WHAT TO PRODUCE
Would you print all of the records below exactly, without skipping any?
= = = = = = =
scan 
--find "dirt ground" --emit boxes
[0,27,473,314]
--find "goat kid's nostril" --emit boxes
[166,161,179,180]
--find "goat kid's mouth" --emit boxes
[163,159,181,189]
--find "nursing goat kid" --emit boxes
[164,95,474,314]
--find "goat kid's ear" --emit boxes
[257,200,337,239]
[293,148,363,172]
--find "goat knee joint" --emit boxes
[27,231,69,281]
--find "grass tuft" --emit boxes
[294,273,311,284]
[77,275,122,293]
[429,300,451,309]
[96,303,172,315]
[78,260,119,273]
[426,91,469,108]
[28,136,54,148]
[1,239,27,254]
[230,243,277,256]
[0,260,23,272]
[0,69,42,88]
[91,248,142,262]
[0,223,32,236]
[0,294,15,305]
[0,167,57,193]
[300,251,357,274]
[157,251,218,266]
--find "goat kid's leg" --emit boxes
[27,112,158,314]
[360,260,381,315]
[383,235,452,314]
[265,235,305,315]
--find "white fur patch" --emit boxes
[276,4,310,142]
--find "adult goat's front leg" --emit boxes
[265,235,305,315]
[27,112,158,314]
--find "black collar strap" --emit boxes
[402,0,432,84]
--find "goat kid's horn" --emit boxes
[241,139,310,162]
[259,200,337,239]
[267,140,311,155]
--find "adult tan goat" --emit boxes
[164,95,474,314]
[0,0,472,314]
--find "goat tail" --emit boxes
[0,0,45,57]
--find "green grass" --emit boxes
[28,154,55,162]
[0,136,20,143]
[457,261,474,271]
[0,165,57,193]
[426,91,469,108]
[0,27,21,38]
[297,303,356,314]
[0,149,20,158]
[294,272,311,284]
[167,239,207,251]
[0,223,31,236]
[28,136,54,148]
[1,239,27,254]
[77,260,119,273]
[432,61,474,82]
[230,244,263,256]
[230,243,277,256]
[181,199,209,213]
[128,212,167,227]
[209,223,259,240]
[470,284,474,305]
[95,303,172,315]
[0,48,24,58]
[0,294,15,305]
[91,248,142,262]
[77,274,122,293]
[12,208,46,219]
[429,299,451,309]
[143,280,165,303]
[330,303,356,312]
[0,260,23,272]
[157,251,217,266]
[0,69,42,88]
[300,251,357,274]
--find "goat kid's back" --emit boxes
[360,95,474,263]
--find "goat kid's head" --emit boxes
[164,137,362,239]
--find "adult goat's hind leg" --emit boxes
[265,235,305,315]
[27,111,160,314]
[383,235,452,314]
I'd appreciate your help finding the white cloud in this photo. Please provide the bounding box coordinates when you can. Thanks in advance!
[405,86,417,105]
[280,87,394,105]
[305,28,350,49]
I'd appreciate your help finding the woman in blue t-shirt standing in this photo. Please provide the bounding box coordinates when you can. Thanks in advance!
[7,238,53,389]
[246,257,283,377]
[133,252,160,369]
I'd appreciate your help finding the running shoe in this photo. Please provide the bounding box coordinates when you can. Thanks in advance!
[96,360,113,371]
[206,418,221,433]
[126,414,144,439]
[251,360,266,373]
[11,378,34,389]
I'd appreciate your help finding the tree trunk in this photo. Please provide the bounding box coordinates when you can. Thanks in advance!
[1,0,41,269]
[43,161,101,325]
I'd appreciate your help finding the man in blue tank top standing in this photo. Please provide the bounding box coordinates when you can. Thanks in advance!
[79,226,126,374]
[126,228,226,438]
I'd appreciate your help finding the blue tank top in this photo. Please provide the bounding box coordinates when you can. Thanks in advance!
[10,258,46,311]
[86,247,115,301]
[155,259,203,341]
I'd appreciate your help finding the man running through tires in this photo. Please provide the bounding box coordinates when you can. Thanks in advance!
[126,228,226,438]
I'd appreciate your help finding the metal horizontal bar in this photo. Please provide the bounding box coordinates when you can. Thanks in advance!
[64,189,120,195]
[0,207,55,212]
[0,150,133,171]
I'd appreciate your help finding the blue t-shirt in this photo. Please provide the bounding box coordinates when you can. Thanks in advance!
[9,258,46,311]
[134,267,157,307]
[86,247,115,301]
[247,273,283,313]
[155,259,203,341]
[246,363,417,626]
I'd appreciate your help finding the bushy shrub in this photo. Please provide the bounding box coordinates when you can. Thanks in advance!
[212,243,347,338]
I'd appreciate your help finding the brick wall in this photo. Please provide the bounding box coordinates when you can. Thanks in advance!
= = = = = = =
TASK ANSWER
scan 
--find "dirt ground" --emit boxes
[0,27,473,314]
--find "goat kid's nostril" --emit boxes
[166,161,179,180]
--find "goat kid's mouth" --emit boxes
[163,159,181,189]
--find "nursing goat kid" --emit boxes
[164,95,474,314]
--find "goat kid's ear" --emit boxes
[257,200,337,239]
[293,148,363,172]
--find "goat knee joint" --emit boxes
[27,231,69,281]
--find "grass tuft" --emit boxes
[294,273,311,284]
[77,275,122,293]
[429,300,451,309]
[96,303,172,315]
[78,260,119,273]
[426,91,469,108]
[28,136,54,148]
[1,239,27,254]
[230,243,277,256]
[0,260,23,272]
[0,69,42,88]
[91,248,142,262]
[0,223,32,236]
[0,294,15,305]
[0,167,57,193]
[300,251,357,274]
[157,251,218,266]
--find "goat kid's leg" --emit boxes
[27,112,158,314]
[360,260,381,315]
[383,235,452,314]
[265,235,305,315]
--find "white fur patch" --emit boxes
[276,4,310,142]
--find "adult goat's front leg" --emit boxes
[265,235,305,315]
[27,112,158,314]
--find "black collar strap" --emit boxes
[402,0,432,84]
--find "goat kid's horn" --emit boxes
[241,139,310,162]
[259,200,337,239]
[267,140,311,155]
--find "adult tan goat" --emit boxes
[164,95,474,314]
[0,0,472,314]
--find "goat tail" --emit boxes
[0,0,45,57]
--find "green grass" --emit boxes
[28,154,55,162]
[0,136,20,143]
[457,261,474,271]
[0,165,57,193]
[426,91,469,108]
[0,27,21,38]
[297,303,356,314]
[0,149,20,158]
[294,272,311,284]
[167,239,207,251]
[0,223,31,236]
[28,136,54,148]
[1,239,27,254]
[77,260,119,273]
[432,61,474,82]
[230,244,263,256]
[230,243,277,256]
[181,199,209,213]
[128,212,167,227]
[209,223,259,240]
[470,284,474,305]
[95,303,172,315]
[0,48,24,58]
[0,294,15,305]
[91,248,142,262]
[77,274,122,293]
[12,208,46,219]
[429,299,451,309]
[143,280,165,303]
[330,303,356,312]
[0,260,23,272]
[157,251,217,266]
[0,69,42,88]
[300,251,357,274]
--find "goat kid's back" --emit boxes
[360,95,474,263]
--find "goat kid's head" --emit boxes
[164,137,362,239]
--find "adult goat's hind leg" --emit boxes
[265,235,305,315]
[27,111,160,314]
[383,235,452,314]
I'd appreciate your help finding the white cloud in this photo. Please provide the bounding box coordinates when you can. Thanks in advance!
[405,86,417,105]
[280,87,394,105]
[305,28,350,49]
I'd appreciate your help finding the woman in blue t-shirt standing in this photo. Please provide the bounding box coordinates when you can. Thanks in advance!
[7,238,53,389]
[246,257,283,377]
[133,252,160,369]
I'd appreciate your help finding the running shoe in this photo. Please provide the bounding box coordinates when you can. Thanks in advance!
[96,360,113,371]
[206,418,221,433]
[126,414,144,439]
[251,360,266,373]
[11,378,34,389]
I'd appreciate your help finding the tree trunk in this photo. Please provide the bounding box coordinates when you can. Thanks in advance!
[1,0,41,269]
[43,161,101,325]
I'd appreciate your help finding the man in blue tank top standing in this photo. Please provide the bounding box coordinates when you can. Thanks in advance!
[79,226,126,374]
[126,228,226,438]
I'd appreciate your help finding the blue tank top in this photo. Please provide the bounding box coordinates when you can. Thanks in advance!
[10,258,46,311]
[86,247,115,301]
[155,259,203,341]
I'd appreciate your help finding the man running through tires in this photo. Please provide the bounding box coordinates when you can. Thanks in advance!
[126,228,226,438]
I'd appreciate your help finding the metal horizontal bar in this photo. Please provide the bounding box coordinates when you can. Thanks in advance!
[64,189,120,195]
[0,207,55,212]
[0,150,133,171]
I'd appreciate your help finding the blue t-shirt in this photo. Please provide the bounding box coordinates when you can. Thanks in advance!
[9,258,46,311]
[134,267,157,307]
[86,247,115,301]
[247,273,283,313]
[155,259,203,341]
[246,363,417,626]
I'd appreciate your help finding the bushy shrub in this photo. Please provide the bounding box coordinates when you can. Thanks in advance!
[212,243,347,338]
I'd appreciate your help finding the brick wall in this photo. Please provide the bounding box coordinates when you can. Thanks in advance!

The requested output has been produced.